_What you are asked to do_
Where does the string "block" appear in the records? Copy every line that contains it.

_Supplied data_
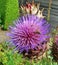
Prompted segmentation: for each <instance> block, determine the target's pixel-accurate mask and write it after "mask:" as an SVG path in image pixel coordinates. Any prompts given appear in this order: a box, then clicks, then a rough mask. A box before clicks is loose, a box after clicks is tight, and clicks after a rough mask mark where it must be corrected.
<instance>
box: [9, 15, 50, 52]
mask: <svg viewBox="0 0 58 65" xmlns="http://www.w3.org/2000/svg"><path fill="white" fill-rule="evenodd" d="M49 33H50V24H48V22H47V21H46V20H45V19H44V18H38V17H37V16H35V15H26V16H22V17H21V18H20V19H18V20H17V21H16V23H15V25H14V26H13V27H10V33H9V36H10V38H11V42H12V44H14V45H15V47H16V50H18V51H20V53H22V52H23V51H26V52H28V51H29V50H30V49H37V47H38V48H39V49H40V48H42V49H45V43H43V42H46V41H47V39H49Z"/></svg>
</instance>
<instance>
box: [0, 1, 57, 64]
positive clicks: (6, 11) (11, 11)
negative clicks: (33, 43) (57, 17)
mask: <svg viewBox="0 0 58 65" xmlns="http://www.w3.org/2000/svg"><path fill="white" fill-rule="evenodd" d="M21 1H22V0H21ZM40 1H44V0H40ZM46 1H47V0H46ZM50 1H51V0H50ZM53 1H55V2H57V1H56V0H53ZM19 2H20V0H19ZM22 2H23V1H22ZM24 2H25V1H24ZM44 2H45V1H44ZM55 2H54V3H55ZM10 3H11V4H10ZM20 3H21V2H20ZM21 4H22V3H21ZM52 4H53V2H52ZM50 7H51V2H50V3H49V9H50ZM53 7H54V6H53ZM53 7H52V9H53ZM47 8H48V7H47ZM55 9H56V10H57V7H55ZM19 10H20V9H19V8H18V0H14V1H13V0H3V1H2V0H0V26H1V27H2V29H4V30H6V29H7V28H8V26H9V25H12V23H13V22H12V21H14V20H15V19H17V18H18V16H20V14H19ZM56 10H55V11H56ZM48 11H49V12H48V20H49V19H51V18H50V15H51V11H50V10H48ZM53 11H54V10H53ZM52 13H53V12H52ZM55 13H56V12H55ZM52 16H53V15H52ZM52 18H53V17H52ZM56 20H57V17H55V19H54V18H53V20H52V22H53V21H54V22H55V21H56ZM56 24H57V23H56ZM53 25H54V24H53ZM56 34H58V32H57V30H56V29H54V28H53V31H52V38H51V39H50V43H49V44H50V47H51V46H52V47H53V42H54V36H55V35H56ZM56 46H57V45H56ZM54 48H56V49H57V48H58V46H57V47H55V46H54V47H53V49H54ZM12 51H13V48H9V46H8V43H6V42H3V43H0V65H58V62H55V61H54V60H53V55H52V56H51V53H52V50H51V49H49V50H48V51H47V57H45V58H42V59H41V60H32V61H30V60H29V59H28V58H27V59H25V58H23V56H22V55H21V54H18V52H15V53H14V52H12ZM57 51H58V50H57ZM53 52H56V50H53ZM54 54H55V53H54ZM57 56H58V54H57Z"/></svg>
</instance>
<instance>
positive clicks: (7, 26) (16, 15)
mask: <svg viewBox="0 0 58 65" xmlns="http://www.w3.org/2000/svg"><path fill="white" fill-rule="evenodd" d="M0 13H1V15H3V16H1V17H2V20H3V21H2V23H3V28H4V29H7V28H8V26H9V25H11V24H12V22H13V21H14V20H16V19H17V18H18V16H19V5H18V0H0Z"/></svg>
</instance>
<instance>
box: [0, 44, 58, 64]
mask: <svg viewBox="0 0 58 65" xmlns="http://www.w3.org/2000/svg"><path fill="white" fill-rule="evenodd" d="M8 46H9V44H8V43H3V44H0V65H58V64H57V63H56V62H54V61H52V59H53V57H51V56H50V54H51V50H49V51H48V52H47V57H45V58H43V59H41V60H37V61H35V60H32V61H30V60H29V59H28V58H23V56H22V55H21V54H19V53H17V51H16V52H12V50H13V49H12V47H11V48H9V47H8ZM13 48H14V47H13Z"/></svg>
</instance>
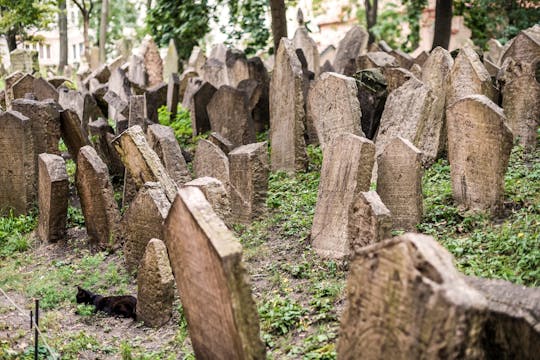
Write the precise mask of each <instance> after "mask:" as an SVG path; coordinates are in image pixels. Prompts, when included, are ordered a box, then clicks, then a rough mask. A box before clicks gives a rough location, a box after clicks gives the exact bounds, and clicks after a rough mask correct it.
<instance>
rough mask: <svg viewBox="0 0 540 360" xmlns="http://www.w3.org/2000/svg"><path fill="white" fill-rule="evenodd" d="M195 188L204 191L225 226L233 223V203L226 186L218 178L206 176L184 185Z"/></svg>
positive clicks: (204, 192)
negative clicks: (229, 197)
mask: <svg viewBox="0 0 540 360" xmlns="http://www.w3.org/2000/svg"><path fill="white" fill-rule="evenodd" d="M184 185H185V186H194V187H196V188H199V190H201V191H202V193H203V194H204V196H205V197H206V200H208V202H209V203H210V205H212V209H214V212H215V213H216V215H217V216H219V218H220V219H221V220H223V222H224V223H225V224H229V223H230V222H231V202H230V199H229V193H228V192H227V189H226V188H225V185H223V183H222V182H221V181H219V180H218V179H216V178H213V177H209V176H205V177H201V178H197V179H195V180H192V181H190V182H187V183H185V184H184Z"/></svg>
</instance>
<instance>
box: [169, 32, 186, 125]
mask: <svg viewBox="0 0 540 360" xmlns="http://www.w3.org/2000/svg"><path fill="white" fill-rule="evenodd" d="M171 41H172V40H171ZM184 91H185V89H184ZM179 101H180V78H179V77H178V74H176V73H174V74H171V75H170V76H169V82H168V83H167V111H168V112H169V113H170V114H171V115H170V117H169V120H170V121H175V120H176V113H177V111H178V102H179Z"/></svg>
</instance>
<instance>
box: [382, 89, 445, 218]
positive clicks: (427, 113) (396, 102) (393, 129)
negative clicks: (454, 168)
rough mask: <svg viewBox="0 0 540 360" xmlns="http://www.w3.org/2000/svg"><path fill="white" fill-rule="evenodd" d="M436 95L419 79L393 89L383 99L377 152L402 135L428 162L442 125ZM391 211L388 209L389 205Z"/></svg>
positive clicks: (439, 140) (441, 119) (432, 152)
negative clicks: (387, 96) (383, 110)
mask: <svg viewBox="0 0 540 360" xmlns="http://www.w3.org/2000/svg"><path fill="white" fill-rule="evenodd" d="M436 100H437V98H436V97H435V96H434V95H433V91H432V90H431V89H430V88H429V87H428V86H426V85H424V83H422V82H421V81H419V80H416V79H411V80H409V81H407V82H406V83H405V84H403V86H401V87H399V88H398V89H396V90H395V91H393V92H392V93H391V94H390V95H389V96H388V99H387V101H386V106H385V108H384V111H383V114H382V117H381V124H380V126H379V133H378V135H377V141H376V144H377V155H379V154H381V153H382V152H383V151H384V149H385V147H386V145H387V144H388V143H389V142H390V141H392V140H393V139H394V138H395V137H396V136H400V137H403V138H405V139H407V140H409V141H410V142H412V143H413V144H415V145H416V146H418V148H419V149H420V150H422V152H423V154H422V156H423V162H424V163H428V164H429V163H431V162H433V161H434V160H435V158H436V156H437V153H438V151H439V147H440V146H439V142H440V141H441V133H442V128H443V123H442V120H443V119H442V117H441V116H440V112H442V111H443V109H444V108H442V107H439V108H437V109H436V108H435V105H442V104H441V103H437V101H436ZM390 211H392V209H390Z"/></svg>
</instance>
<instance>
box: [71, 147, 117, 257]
mask: <svg viewBox="0 0 540 360" xmlns="http://www.w3.org/2000/svg"><path fill="white" fill-rule="evenodd" d="M75 185H76V186H77V193H78V194H79V198H80V200H81V209H82V212H83V215H84V223H85V225H86V232H87V233H88V237H89V238H90V243H91V244H92V245H94V246H98V247H99V248H102V249H105V248H107V249H113V248H115V247H116V246H117V242H116V239H117V237H118V235H119V223H120V211H119V210H118V205H117V203H116V200H115V199H114V190H113V187H112V185H111V181H110V179H109V170H108V169H107V165H106V164H105V163H104V162H103V160H101V158H100V157H99V156H98V154H97V152H96V150H95V149H94V148H93V147H91V146H89V145H87V146H83V147H82V148H81V150H80V151H79V155H78V157H77V171H76V173H75Z"/></svg>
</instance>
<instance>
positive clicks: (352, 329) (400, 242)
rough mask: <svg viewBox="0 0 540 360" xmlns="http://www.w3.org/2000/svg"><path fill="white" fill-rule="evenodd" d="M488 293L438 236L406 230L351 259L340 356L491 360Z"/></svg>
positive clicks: (341, 339) (362, 251)
mask: <svg viewBox="0 0 540 360" xmlns="http://www.w3.org/2000/svg"><path fill="white" fill-rule="evenodd" d="M486 305H487V304H486V300H485V298H484V297H483V296H482V295H481V294H480V293H479V292H477V291H476V290H474V289H473V288H472V287H470V286H467V284H466V283H465V281H464V280H463V278H462V277H461V275H460V274H459V273H458V271H457V270H456V268H455V267H454V265H453V259H452V256H451V255H450V254H449V253H448V251H446V250H445V249H444V248H443V247H442V246H441V245H439V244H438V243H437V242H436V241H435V240H434V239H433V238H432V237H429V236H425V235H420V234H412V233H409V234H405V235H402V236H400V237H398V238H393V239H390V240H386V241H383V242H381V243H376V244H373V245H371V246H369V247H366V248H364V249H363V250H361V251H360V252H358V253H357V257H356V259H355V260H354V261H353V262H351V264H350V268H349V278H348V280H347V305H346V307H345V311H344V313H343V315H342V317H341V327H340V330H339V341H338V344H337V354H338V357H339V358H340V359H359V358H361V359H438V358H445V359H456V360H457V359H463V358H467V359H483V358H484V353H483V350H482V348H481V335H482V334H481V332H480V330H481V329H482V326H483V325H484V322H485V313H484V312H485V309H486Z"/></svg>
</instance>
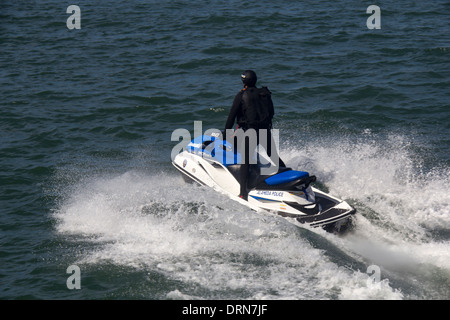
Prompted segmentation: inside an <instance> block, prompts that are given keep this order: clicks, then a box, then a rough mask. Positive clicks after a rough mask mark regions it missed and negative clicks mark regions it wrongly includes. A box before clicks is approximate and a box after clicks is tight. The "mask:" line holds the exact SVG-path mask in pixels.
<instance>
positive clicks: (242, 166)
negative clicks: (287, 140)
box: [225, 87, 285, 199]
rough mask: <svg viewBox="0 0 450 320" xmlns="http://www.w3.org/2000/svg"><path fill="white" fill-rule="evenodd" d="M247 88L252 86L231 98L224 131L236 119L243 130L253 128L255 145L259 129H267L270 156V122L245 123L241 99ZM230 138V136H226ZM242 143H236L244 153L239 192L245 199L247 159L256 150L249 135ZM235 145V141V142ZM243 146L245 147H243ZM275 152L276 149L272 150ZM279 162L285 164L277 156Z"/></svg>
mask: <svg viewBox="0 0 450 320" xmlns="http://www.w3.org/2000/svg"><path fill="white" fill-rule="evenodd" d="M247 88H252V87H245V88H244V89H242V90H241V91H240V92H239V93H238V94H237V95H236V96H235V97H234V100H233V105H232V106H231V109H230V113H229V114H228V118H227V122H226V124H225V132H226V130H227V129H232V128H233V126H234V122H235V120H236V122H237V124H238V126H239V129H242V130H244V131H246V130H248V129H255V131H256V137H257V143H256V145H258V144H259V141H260V140H259V138H260V137H259V129H267V139H266V141H267V147H266V146H264V147H265V149H266V152H267V155H268V156H269V157H271V155H272V141H273V137H272V133H271V131H270V129H272V123H270V124H267V125H266V126H260V127H258V128H255V127H252V126H250V125H248V124H247V123H246V119H245V115H244V112H243V103H244V102H243V99H242V95H243V94H244V92H245V90H246V89H247ZM247 107H251V106H247ZM271 113H272V116H273V110H272V112H271ZM227 138H230V137H227ZM244 141H245V142H244V143H238V146H240V147H241V150H240V153H241V154H243V152H244V154H245V159H242V163H241V169H240V183H241V192H240V195H241V196H243V197H244V198H245V199H247V180H248V172H249V168H250V167H249V164H250V161H249V159H251V158H252V157H253V156H254V153H255V151H256V150H250V145H251V144H250V143H249V137H248V136H247V137H245V139H244ZM235 145H236V142H235ZM244 148H245V149H244ZM274 151H275V152H276V150H274ZM278 159H279V164H280V166H283V167H284V166H285V164H284V162H283V160H281V159H280V158H279V157H278Z"/></svg>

_Exercise solution_
Prompted segmentation: for each <instance> block, determine the target's pixel-accurate mask and write it after "mask:" as an SVG path in image pixel coordinates. Any prompts given appear in this order: a box, then clicks, then a rough mask. A box before clicks is loose, a box after clicks is tight, and clicks after a rough mask mark where it must be corrected.
Prompted segmentation: inside an <instance> block, prompts that are given keep this order: clicks, then a box, then a rough mask. Positive clicks after a rough mask mark regions it missed and negative clicks mark regions it wrongly includes. A box before clicks is approximate and a box after clicks is tight. The "mask:" line holds the exact SVG-path mask in pixels.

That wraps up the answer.